[Records for this exercise]
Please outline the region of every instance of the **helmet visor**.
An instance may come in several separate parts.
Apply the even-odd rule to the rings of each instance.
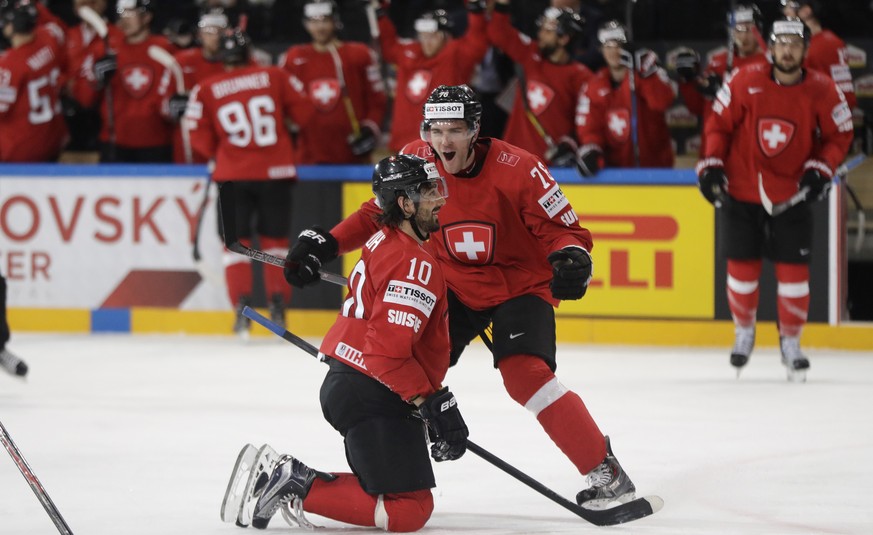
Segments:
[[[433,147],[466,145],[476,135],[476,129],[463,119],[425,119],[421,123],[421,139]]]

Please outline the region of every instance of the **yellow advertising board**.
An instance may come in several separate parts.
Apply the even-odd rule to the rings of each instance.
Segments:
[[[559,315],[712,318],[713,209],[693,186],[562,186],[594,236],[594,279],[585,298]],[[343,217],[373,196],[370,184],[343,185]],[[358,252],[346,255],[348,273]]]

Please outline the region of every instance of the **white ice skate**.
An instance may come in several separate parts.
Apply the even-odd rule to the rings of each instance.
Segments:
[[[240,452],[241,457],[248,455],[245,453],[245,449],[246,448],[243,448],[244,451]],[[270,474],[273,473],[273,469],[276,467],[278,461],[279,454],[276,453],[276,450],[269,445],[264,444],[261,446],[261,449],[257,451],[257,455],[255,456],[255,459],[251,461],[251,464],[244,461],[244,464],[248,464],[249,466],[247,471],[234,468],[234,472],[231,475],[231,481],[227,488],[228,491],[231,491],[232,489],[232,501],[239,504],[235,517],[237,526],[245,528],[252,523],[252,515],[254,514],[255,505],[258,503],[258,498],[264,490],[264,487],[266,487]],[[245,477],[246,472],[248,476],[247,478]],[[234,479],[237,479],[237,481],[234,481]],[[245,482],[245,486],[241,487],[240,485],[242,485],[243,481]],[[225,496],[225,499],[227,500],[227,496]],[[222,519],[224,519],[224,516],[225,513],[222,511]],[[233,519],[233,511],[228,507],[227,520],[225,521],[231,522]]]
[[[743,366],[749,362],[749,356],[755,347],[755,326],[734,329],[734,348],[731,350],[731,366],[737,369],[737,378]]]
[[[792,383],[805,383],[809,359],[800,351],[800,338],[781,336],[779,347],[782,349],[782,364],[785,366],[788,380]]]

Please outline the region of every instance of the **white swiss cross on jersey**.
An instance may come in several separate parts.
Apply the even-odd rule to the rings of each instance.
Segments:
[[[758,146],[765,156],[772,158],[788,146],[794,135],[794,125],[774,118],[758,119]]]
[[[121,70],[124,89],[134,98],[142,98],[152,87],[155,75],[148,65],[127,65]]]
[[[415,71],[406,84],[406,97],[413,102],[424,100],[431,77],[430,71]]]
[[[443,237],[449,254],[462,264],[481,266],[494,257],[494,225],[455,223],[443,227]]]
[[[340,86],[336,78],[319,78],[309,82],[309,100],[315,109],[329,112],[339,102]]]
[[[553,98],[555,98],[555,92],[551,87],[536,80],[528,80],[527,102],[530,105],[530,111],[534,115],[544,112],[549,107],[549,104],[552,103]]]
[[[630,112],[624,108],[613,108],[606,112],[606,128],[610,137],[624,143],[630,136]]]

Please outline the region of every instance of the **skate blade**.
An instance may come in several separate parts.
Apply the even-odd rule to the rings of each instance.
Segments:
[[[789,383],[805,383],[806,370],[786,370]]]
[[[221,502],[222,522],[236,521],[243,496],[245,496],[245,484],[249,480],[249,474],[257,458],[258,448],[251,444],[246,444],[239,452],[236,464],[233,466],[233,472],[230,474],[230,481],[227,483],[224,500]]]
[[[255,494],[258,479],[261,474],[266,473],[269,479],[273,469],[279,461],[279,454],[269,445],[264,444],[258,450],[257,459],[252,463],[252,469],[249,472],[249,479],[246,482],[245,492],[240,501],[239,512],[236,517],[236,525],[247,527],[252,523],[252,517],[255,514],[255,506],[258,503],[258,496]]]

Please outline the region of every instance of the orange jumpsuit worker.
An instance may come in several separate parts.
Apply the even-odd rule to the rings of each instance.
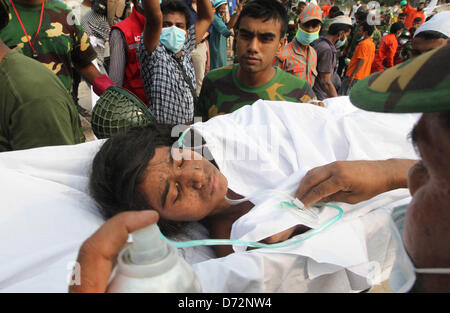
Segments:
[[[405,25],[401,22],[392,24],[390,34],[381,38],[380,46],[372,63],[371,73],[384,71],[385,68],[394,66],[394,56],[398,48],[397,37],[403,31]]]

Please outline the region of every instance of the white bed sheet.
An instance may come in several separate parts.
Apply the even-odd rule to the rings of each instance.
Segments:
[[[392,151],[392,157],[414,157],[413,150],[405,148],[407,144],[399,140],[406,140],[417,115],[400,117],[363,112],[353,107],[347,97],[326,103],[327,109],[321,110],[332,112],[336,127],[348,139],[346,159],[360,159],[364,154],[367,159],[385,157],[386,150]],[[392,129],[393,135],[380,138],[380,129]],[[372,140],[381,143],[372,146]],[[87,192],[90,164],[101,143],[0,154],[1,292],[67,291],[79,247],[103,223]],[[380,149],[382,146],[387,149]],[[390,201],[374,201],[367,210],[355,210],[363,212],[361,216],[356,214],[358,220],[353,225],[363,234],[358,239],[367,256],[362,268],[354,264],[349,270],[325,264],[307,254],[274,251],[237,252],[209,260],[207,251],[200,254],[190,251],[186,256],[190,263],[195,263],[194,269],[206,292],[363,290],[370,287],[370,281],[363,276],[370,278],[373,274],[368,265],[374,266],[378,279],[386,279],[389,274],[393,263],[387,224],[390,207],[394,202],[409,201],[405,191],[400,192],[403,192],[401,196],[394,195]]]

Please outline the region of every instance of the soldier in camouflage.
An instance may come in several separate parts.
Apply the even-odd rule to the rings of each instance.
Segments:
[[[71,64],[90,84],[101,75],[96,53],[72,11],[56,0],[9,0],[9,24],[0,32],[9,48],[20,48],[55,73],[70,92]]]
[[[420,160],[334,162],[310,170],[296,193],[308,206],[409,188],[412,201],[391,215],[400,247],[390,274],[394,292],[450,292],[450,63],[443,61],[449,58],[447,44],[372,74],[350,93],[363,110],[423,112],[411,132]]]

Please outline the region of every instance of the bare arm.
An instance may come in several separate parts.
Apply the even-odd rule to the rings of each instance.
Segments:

[Problem details] Work out how many lines of the entries contain the word "skate", and answer with that number alone.

[Output] 2